● **Excerpted passage**
* Start *

For me, all of those particulars that are the trappings of marketing make up the surface of marketing, not the substance. For me, marketing is all about the plan—the long term perspective—and the plan comes from two simple questions: Who am I? and What do I do?

I don’t look at marketing as a means to reach an audience, but a way to tell the stories that flow from those two questions. The individual things you do—the cards, the ads, the giveaways, and the sales—are simply tools for conveying the core message, and the first thing you need to do is figure out what that story is. That means really making sense of and understanding your business and putting together a vision for what you want that business to be (a really honest one, not the sudden celebrity version).


There are hundreds, if not thousands, of people in the indie maker world doing incredibly awesome things. In an ideal world just being awesome would be enough, and at a certain level it is, but in order to succeed you need to actually build an audience, which is different from just reaching people. You need an audience that will come back again and again, one that will support you creatively and materially.

All of the practical decisions, then, need to support that goal. Blog posts don’t just show the things; they share the nuances, the bigger picture. If a blog post is there for no other reason than to generate hits to support ad revenue or bolster stats you are doing yourself a disservice. Rather than host giveaways I build relationships based on mutual respect that leads to supporting each other through our work and our resources; you have no idea how much working with other makers can do. The goal should always be to market through good content; the mechanisms should support meaningful things, not just the mechanisms themselves.

* End *

Collection entries
* Start *

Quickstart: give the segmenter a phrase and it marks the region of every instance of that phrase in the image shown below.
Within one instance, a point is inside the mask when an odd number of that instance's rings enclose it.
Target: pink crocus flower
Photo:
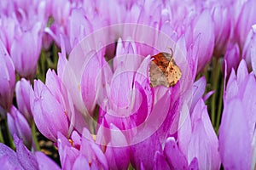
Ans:
[[[32,123],[33,117],[30,106],[30,82],[25,78],[18,81],[15,87],[15,94],[18,109],[25,116],[29,124]]]
[[[0,112],[9,111],[15,87],[15,68],[0,41]]]
[[[69,140],[59,133],[58,148],[62,169],[77,169],[81,165],[86,169],[108,168],[105,155],[86,128],[81,136],[74,131]]]
[[[31,30],[17,32],[18,35],[11,46],[11,58],[16,71],[22,77],[30,79],[36,73],[42,45],[40,29],[41,24],[37,23]],[[31,48],[29,43],[32,43],[33,48]]]
[[[16,151],[0,144],[0,162],[3,169],[61,169],[43,152],[32,153],[16,135],[14,137]]]
[[[256,25],[251,26],[250,31],[245,40],[243,49],[242,49],[242,59],[245,60],[247,68],[249,71],[252,69],[253,72],[256,72],[256,63],[255,63],[255,45],[256,45]]]
[[[31,128],[24,116],[15,106],[12,106],[10,112],[8,113],[7,122],[11,135],[16,134],[22,139],[24,144],[31,149],[32,144]]]
[[[243,48],[251,26],[256,22],[254,17],[256,15],[255,4],[256,2],[253,0],[246,1],[237,19],[234,37],[236,38],[241,49]]]
[[[70,105],[65,103],[61,82],[54,71],[48,71],[46,82],[45,85],[39,80],[34,81],[34,90],[30,92],[31,110],[39,131],[48,139],[56,141],[58,132],[69,136],[69,128],[73,128],[73,124]]]
[[[248,73],[242,60],[236,76],[232,70],[224,88],[219,127],[219,151],[224,168],[255,168],[255,84],[254,75]]]

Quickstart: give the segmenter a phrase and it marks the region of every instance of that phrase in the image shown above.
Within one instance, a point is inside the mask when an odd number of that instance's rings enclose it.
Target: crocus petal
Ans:
[[[16,135],[23,140],[24,144],[30,149],[32,147],[32,139],[31,128],[26,118],[15,106],[11,107],[10,112],[7,116],[10,133],[12,135],[16,133]]]
[[[248,75],[248,70],[245,60],[241,60],[237,69],[237,83],[240,85],[244,81],[244,78]]]
[[[76,169],[80,169],[80,168],[84,168],[84,169],[90,169],[89,167],[89,162],[87,162],[86,158],[80,155],[73,163],[73,166],[72,169],[76,170]]]
[[[28,170],[38,169],[38,163],[35,156],[26,149],[22,140],[18,139],[16,135],[15,135],[14,139],[16,146],[17,158],[23,168]]]
[[[205,93],[207,85],[207,80],[205,77],[201,77],[197,80],[193,85],[193,100],[191,104],[190,110],[193,110],[195,104],[198,100],[202,97],[203,94]]]
[[[174,138],[168,138],[165,145],[164,153],[170,166],[174,169],[186,169],[188,162],[184,155],[177,145]]]
[[[16,153],[10,149],[9,147],[8,147],[7,145],[0,143],[0,160],[3,161],[4,159],[7,159],[9,161],[9,163],[11,164],[11,167],[15,168],[19,168],[19,169],[22,169],[22,167],[20,166],[17,156],[16,156]],[[2,167],[3,164],[1,164]],[[7,167],[9,167],[9,165],[7,164]],[[3,168],[4,168],[4,164],[2,167]]]
[[[90,59],[85,64],[82,80],[81,80],[81,94],[84,104],[87,108],[87,110],[90,115],[93,113],[93,110],[97,99],[97,86],[96,78],[102,71],[102,63],[99,59],[100,56],[96,53],[91,53],[88,55]]]
[[[142,162],[145,169],[152,169],[154,167],[154,153],[158,150],[161,151],[161,145],[157,133],[154,133],[145,140],[131,146],[131,162],[132,166],[135,168],[140,168],[139,165]]]
[[[205,23],[207,24],[207,29],[205,29]],[[211,60],[214,46],[214,26],[211,14],[207,9],[205,9],[196,19],[194,26],[194,39],[201,34],[200,48],[198,49],[198,71],[201,71],[204,65]]]
[[[193,131],[189,144],[188,162],[190,162],[196,157],[200,169],[218,169],[220,158],[218,138],[203,99],[196,104],[191,114],[191,122]]]
[[[44,170],[44,169],[60,170],[61,169],[54,161],[52,161],[43,152],[37,151],[35,153],[35,156],[38,160],[38,167],[40,170]]]
[[[39,131],[54,141],[57,139],[57,132],[67,136],[68,122],[63,105],[42,82],[35,81],[34,88],[35,99],[32,110]]]
[[[9,111],[15,86],[15,69],[2,41],[0,41],[0,107]]]
[[[32,113],[30,106],[30,82],[24,78],[17,82],[15,88],[16,100],[19,110],[29,123],[32,121]]]
[[[125,136],[114,125],[110,125],[111,139],[105,155],[110,169],[127,169],[130,163],[130,150]],[[102,135],[97,133],[97,135]],[[121,145],[119,145],[121,144]]]
[[[251,138],[244,111],[241,100],[236,98],[224,108],[219,151],[225,169],[250,169]]]
[[[154,157],[154,168],[153,169],[170,169],[170,167],[166,160],[166,157],[160,151],[156,151]]]
[[[229,44],[226,53],[224,54],[224,60],[227,64],[227,75],[230,75],[232,68],[236,70],[240,61],[239,46],[237,43]]]

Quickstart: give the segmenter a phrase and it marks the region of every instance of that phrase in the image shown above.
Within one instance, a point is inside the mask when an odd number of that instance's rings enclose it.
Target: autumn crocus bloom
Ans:
[[[251,26],[255,24],[256,10],[254,8],[256,2],[253,0],[246,1],[241,9],[241,13],[236,22],[234,37],[237,40],[241,49],[243,48],[247,35]]]
[[[16,152],[3,144],[0,144],[0,162],[3,169],[61,169],[55,162],[43,152],[32,153],[15,135]]]
[[[108,169],[108,162],[100,146],[86,128],[79,135],[76,131],[67,139],[58,134],[58,149],[63,169]]]
[[[16,134],[22,139],[24,144],[31,149],[32,144],[31,128],[24,116],[15,106],[12,106],[10,112],[8,113],[7,122],[11,135]]]
[[[30,87],[31,84],[25,78],[18,81],[15,87],[16,101],[18,109],[31,124],[32,122],[32,113],[30,106]]]
[[[10,56],[0,41],[0,112],[10,109],[15,86],[15,69]]]
[[[22,77],[32,78],[41,51],[41,23],[35,23],[30,30],[20,31],[16,32],[17,37],[11,46],[10,56],[18,74]]]
[[[34,90],[31,89],[30,93],[31,110],[38,130],[48,139],[56,141],[58,132],[68,136],[69,105],[65,105],[61,82],[54,71],[48,71],[46,82],[47,85],[39,80],[34,81]]]
[[[253,70],[256,72],[256,25],[253,25],[247,36],[242,49],[242,59],[245,60],[248,70]],[[227,62],[227,64],[229,64]]]
[[[224,95],[219,151],[224,168],[255,168],[255,76],[242,60],[236,76],[232,70]]]

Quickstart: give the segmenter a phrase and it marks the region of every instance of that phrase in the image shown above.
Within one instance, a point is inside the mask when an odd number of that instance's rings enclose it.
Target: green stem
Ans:
[[[9,147],[12,148],[13,150],[15,150],[15,144],[14,143],[13,137],[9,130],[7,119],[4,120],[4,123],[5,123],[5,127],[6,127],[6,130],[7,130],[7,138],[8,138],[8,140],[9,141]]]
[[[1,143],[4,143],[3,137],[3,133],[2,133],[2,129],[0,129],[0,142]]]
[[[213,66],[212,66],[212,88],[213,90],[215,90],[215,93],[212,94],[212,102],[211,102],[211,120],[212,120],[212,125],[215,124],[215,99],[216,99],[216,89],[217,89],[217,78],[218,78],[218,73],[217,73],[217,66],[218,66],[218,60],[213,58]],[[214,74],[215,72],[215,74]]]
[[[222,105],[223,105],[223,94],[224,94],[224,79],[221,79],[221,87],[220,87],[220,94],[218,99],[218,114],[217,114],[217,122],[216,122],[216,132],[218,133],[218,128],[219,128],[219,122],[222,113]]]
[[[36,125],[34,122],[32,122],[32,125],[31,127],[32,129],[32,139],[36,146],[36,150],[40,150],[40,146],[39,146],[39,143],[38,141],[38,138],[37,138],[37,128],[36,128]]]

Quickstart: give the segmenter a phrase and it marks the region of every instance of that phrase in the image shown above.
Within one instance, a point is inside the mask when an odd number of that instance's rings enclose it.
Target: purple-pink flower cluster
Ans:
[[[1,166],[255,169],[255,11],[254,0],[0,2]],[[150,83],[161,52],[182,72],[171,88]],[[224,81],[217,126],[209,71]],[[59,165],[39,150],[36,128]]]

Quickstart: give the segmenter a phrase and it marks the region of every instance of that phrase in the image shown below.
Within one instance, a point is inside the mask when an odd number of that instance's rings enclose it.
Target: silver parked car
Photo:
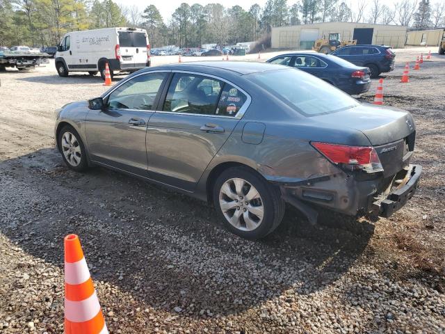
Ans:
[[[242,62],[141,70],[56,122],[67,165],[113,168],[213,203],[244,238],[273,231],[290,203],[388,216],[414,194],[411,115],[362,104],[315,77]]]

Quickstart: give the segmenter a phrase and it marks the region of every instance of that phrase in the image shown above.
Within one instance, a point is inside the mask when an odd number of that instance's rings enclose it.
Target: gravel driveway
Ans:
[[[414,198],[377,222],[324,213],[312,226],[289,208],[257,242],[194,199],[66,168],[54,110],[99,95],[99,77],[60,78],[51,65],[0,72],[0,333],[63,333],[72,232],[111,333],[445,333],[445,57],[399,84],[419,50],[396,50],[384,84],[385,103],[416,122],[424,175]]]

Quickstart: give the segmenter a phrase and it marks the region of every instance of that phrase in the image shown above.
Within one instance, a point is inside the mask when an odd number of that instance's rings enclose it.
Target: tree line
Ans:
[[[164,19],[154,5],[140,10],[113,0],[0,0],[0,45],[55,45],[67,31],[112,26],[145,28],[152,47],[200,47],[254,41],[274,26],[317,22],[445,26],[443,0],[400,0],[392,6],[385,0],[355,1],[352,7],[342,0],[268,0],[245,9],[183,3]]]

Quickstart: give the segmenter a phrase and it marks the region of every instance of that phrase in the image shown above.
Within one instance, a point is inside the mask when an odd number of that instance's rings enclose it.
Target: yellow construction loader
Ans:
[[[439,54],[445,54],[445,29],[442,31],[442,39],[439,42]]]
[[[357,40],[341,40],[340,33],[330,33],[329,40],[324,38],[324,37],[314,42],[314,47],[312,47],[314,51],[326,54],[337,50],[339,47],[344,47],[345,45],[355,45],[357,44]]]

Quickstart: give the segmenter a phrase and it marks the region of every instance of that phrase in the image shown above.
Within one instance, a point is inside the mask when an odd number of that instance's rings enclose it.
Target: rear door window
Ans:
[[[215,115],[223,82],[214,79],[176,73],[163,110],[173,113]]]
[[[147,39],[144,33],[135,31],[119,31],[120,47],[146,47]]]
[[[113,109],[153,110],[156,97],[165,73],[139,75],[129,80],[111,93],[108,107]]]
[[[364,54],[364,51],[367,49],[366,47],[351,47],[350,54],[353,56],[361,56]]]
[[[312,56],[296,56],[294,67],[325,67],[326,63]]]
[[[163,110],[234,117],[246,100],[245,95],[229,84],[213,78],[176,73]]]

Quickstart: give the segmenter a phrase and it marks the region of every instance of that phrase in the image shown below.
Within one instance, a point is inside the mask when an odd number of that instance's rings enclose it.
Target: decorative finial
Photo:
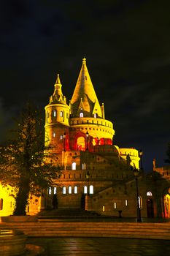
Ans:
[[[59,74],[57,74],[57,80],[55,84],[61,84]]]
[[[82,59],[82,64],[85,64],[85,63],[86,63],[86,59],[85,59],[85,57],[84,57]]]

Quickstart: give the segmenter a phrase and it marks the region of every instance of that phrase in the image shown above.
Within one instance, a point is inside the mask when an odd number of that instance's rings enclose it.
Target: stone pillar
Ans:
[[[45,200],[43,194],[39,197],[39,211],[45,210]]]
[[[89,195],[85,195],[85,211],[91,211],[91,199]]]

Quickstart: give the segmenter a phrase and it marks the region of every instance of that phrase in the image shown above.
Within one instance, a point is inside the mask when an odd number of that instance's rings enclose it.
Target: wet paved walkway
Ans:
[[[170,255],[170,241],[112,238],[29,238],[42,246],[39,255],[162,256]]]

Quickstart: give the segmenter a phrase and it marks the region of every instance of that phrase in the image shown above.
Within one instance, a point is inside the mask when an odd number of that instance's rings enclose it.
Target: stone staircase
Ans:
[[[39,219],[0,222],[0,230],[23,231],[28,237],[110,237],[170,240],[170,223]]]

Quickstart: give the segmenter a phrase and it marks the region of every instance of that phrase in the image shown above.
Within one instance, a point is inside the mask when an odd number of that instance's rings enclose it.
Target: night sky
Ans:
[[[163,166],[170,142],[170,1],[5,0],[0,6],[0,141],[27,100],[44,107],[60,73],[71,99],[87,66],[114,144]]]

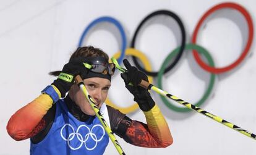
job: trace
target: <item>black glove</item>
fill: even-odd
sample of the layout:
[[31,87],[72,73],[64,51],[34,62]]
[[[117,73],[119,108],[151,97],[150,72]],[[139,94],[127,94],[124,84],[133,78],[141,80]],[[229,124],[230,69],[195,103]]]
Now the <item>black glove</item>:
[[[139,86],[142,80],[148,82],[148,77],[144,73],[132,66],[127,59],[124,59],[123,62],[127,71],[121,75],[126,88],[134,95],[134,100],[138,103],[140,109],[143,111],[150,111],[155,105],[155,101],[148,90]],[[129,83],[131,83],[132,86],[129,85]]]
[[[71,61],[64,65],[61,73],[73,76],[70,82],[60,78],[60,77],[53,81],[51,85],[57,87],[61,92],[61,98],[66,96],[66,93],[69,91],[71,86],[74,84],[75,76],[80,75],[81,77],[84,77],[88,73],[88,69],[86,68],[80,61]],[[64,75],[65,76],[65,75]]]

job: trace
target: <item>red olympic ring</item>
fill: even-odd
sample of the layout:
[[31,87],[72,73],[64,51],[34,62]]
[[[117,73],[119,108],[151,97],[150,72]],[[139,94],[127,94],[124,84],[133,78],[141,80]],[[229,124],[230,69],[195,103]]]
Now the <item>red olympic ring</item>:
[[237,10],[244,16],[248,25],[248,40],[246,46],[244,49],[244,51],[242,52],[240,57],[231,65],[224,67],[217,68],[209,66],[207,64],[206,64],[202,60],[199,56],[199,54],[195,50],[193,50],[193,56],[195,57],[195,59],[197,61],[197,62],[200,65],[200,66],[201,66],[201,67],[202,67],[204,70],[214,73],[221,73],[226,72],[228,70],[233,69],[236,66],[239,65],[244,59],[246,55],[247,54],[254,38],[254,27],[252,20],[248,12],[240,5],[233,2],[224,2],[213,7],[202,17],[194,31],[192,41],[192,43],[197,44],[197,36],[198,33],[198,30],[201,27],[203,22],[207,18],[207,17],[208,17],[211,14],[213,13],[214,12],[223,8],[231,8]]

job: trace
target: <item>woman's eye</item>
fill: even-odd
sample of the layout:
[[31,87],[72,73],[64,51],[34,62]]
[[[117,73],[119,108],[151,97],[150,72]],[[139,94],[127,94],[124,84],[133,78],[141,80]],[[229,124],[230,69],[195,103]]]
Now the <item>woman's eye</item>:
[[103,90],[109,90],[109,87],[105,87],[103,88]]
[[93,84],[89,84],[88,85],[88,86],[89,86],[90,88],[93,88],[95,87],[95,85]]

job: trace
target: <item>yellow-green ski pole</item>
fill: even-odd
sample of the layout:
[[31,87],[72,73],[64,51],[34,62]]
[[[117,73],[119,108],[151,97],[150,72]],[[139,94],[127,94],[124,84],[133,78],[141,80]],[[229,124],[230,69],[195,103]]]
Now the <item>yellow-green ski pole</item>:
[[108,136],[109,137],[110,140],[111,140],[112,142],[113,143],[114,146],[116,147],[116,149],[117,150],[119,154],[126,154],[122,150],[122,148],[121,147],[119,143],[118,143],[117,140],[116,140],[116,137],[114,136],[113,133],[110,129],[108,125],[106,120],[104,119],[103,116],[102,116],[101,114],[100,113],[100,110],[97,108],[97,106],[95,106],[95,102],[93,98],[88,93],[87,90],[86,90],[85,84],[83,83],[83,80],[80,75],[77,75],[75,78],[75,81],[77,85],[80,87],[80,88],[82,90],[83,94],[85,94],[86,98],[90,103],[90,104],[92,106],[92,108],[95,112],[96,115],[100,120],[100,122],[101,123],[102,125],[104,127],[104,129],[108,133]]
[[[116,67],[117,69],[118,69],[121,72],[122,72],[122,73],[124,73],[126,72],[127,72],[127,70],[126,69],[124,69],[122,67],[121,67],[117,61],[113,57],[111,58],[111,61],[112,62],[116,65]],[[167,97],[168,98],[170,98],[174,101],[175,101],[176,102],[186,106],[187,108],[192,109],[192,110],[194,110],[196,112],[203,114],[204,115],[206,115],[212,119],[213,119],[214,120],[216,120],[216,122],[221,123],[232,129],[234,129],[234,130],[236,130],[249,137],[250,137],[254,140],[256,140],[256,135],[252,133],[250,133],[242,128],[240,128],[239,127],[229,122],[228,121],[226,121],[224,119],[221,119],[221,117],[218,117],[218,116],[216,116],[198,107],[197,107],[192,104],[190,104],[186,101],[184,101],[184,100],[174,96],[172,95],[169,93],[168,93],[168,92],[161,90],[161,89],[159,89],[158,88],[153,86],[152,84],[149,83],[148,82],[144,81],[142,80],[142,81],[140,82],[140,84],[139,85],[140,86],[148,89],[148,90],[152,90],[153,91],[155,91],[155,92],[158,93],[158,94]]]

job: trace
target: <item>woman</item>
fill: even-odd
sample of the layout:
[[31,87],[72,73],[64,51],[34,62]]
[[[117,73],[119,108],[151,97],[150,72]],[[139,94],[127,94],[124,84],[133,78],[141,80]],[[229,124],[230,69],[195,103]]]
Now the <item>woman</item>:
[[127,72],[121,77],[143,111],[147,124],[133,120],[104,103],[114,72],[114,65],[108,59],[100,49],[79,48],[62,71],[49,73],[58,78],[11,117],[7,125],[10,136],[15,140],[30,138],[30,154],[103,154],[109,138],[74,82],[80,75],[114,133],[138,146],[171,145],[173,138],[160,109],[148,90],[138,86],[142,80],[148,80],[147,76],[126,59],[124,64]]

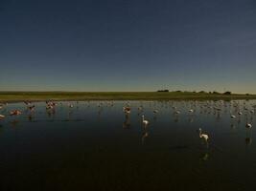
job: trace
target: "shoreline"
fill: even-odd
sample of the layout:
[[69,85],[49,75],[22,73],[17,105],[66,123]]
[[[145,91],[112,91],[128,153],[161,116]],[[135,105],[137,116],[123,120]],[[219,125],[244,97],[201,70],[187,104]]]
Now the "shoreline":
[[256,95],[223,95],[191,92],[0,92],[0,103],[46,100],[87,101],[87,100],[249,100]]

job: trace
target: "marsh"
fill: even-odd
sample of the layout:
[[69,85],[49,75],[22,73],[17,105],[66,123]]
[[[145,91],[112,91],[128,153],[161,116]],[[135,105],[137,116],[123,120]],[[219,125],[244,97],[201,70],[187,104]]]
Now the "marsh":
[[249,190],[256,180],[255,100],[33,104],[0,110],[1,190]]

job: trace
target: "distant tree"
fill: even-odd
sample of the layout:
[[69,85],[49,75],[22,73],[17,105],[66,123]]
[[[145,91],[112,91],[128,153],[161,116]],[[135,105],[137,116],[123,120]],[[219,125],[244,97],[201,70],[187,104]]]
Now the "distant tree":
[[223,93],[223,95],[231,95],[231,92],[227,91],[227,92]]
[[169,90],[157,90],[158,93],[168,93]]

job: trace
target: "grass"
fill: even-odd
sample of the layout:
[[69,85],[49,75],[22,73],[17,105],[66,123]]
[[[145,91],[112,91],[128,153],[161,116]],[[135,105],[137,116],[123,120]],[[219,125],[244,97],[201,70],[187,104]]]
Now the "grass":
[[0,92],[0,102],[43,100],[169,100],[169,99],[256,99],[256,95],[192,92]]

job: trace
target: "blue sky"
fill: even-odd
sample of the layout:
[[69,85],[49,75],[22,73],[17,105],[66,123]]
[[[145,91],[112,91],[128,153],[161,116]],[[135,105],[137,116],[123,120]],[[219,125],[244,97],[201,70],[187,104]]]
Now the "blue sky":
[[256,93],[256,2],[2,0],[0,66],[0,90]]

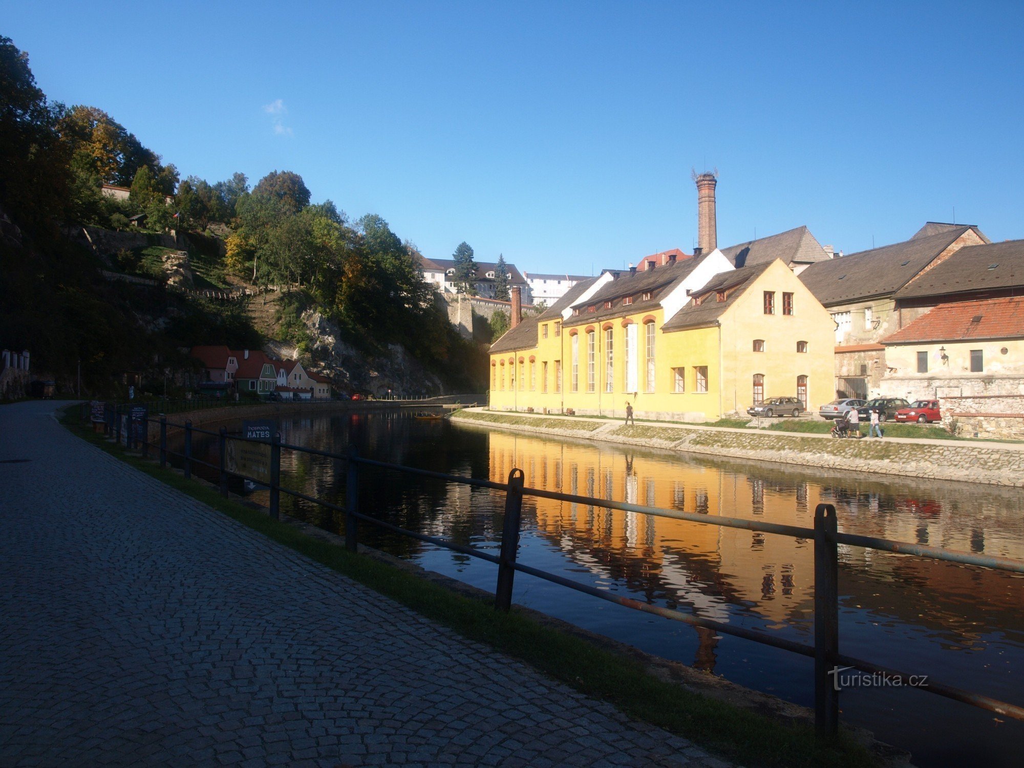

* End *

● **Task requirements**
1) According to the marketing passage, which two simple questions does the plan come from?
2) Switch "audience" to "following" in the marketing passage, starting at "There are hundreds, if" and ending at "creatively and materially.", and give that part again.
The rows are material kept apart from the marketing passage.

● **The results**
1) Who am I? and What do I do?

2)
There are hundreds, if not thousands, of people in the indie maker world doing incredibly awesome things. In an ideal world just being awesome would be enough, and at a certain level it is, but in order to succeed you need to actually build an following, which is different from just reaching people. You need an following that will come back again and again, one that will support you creatively and materially.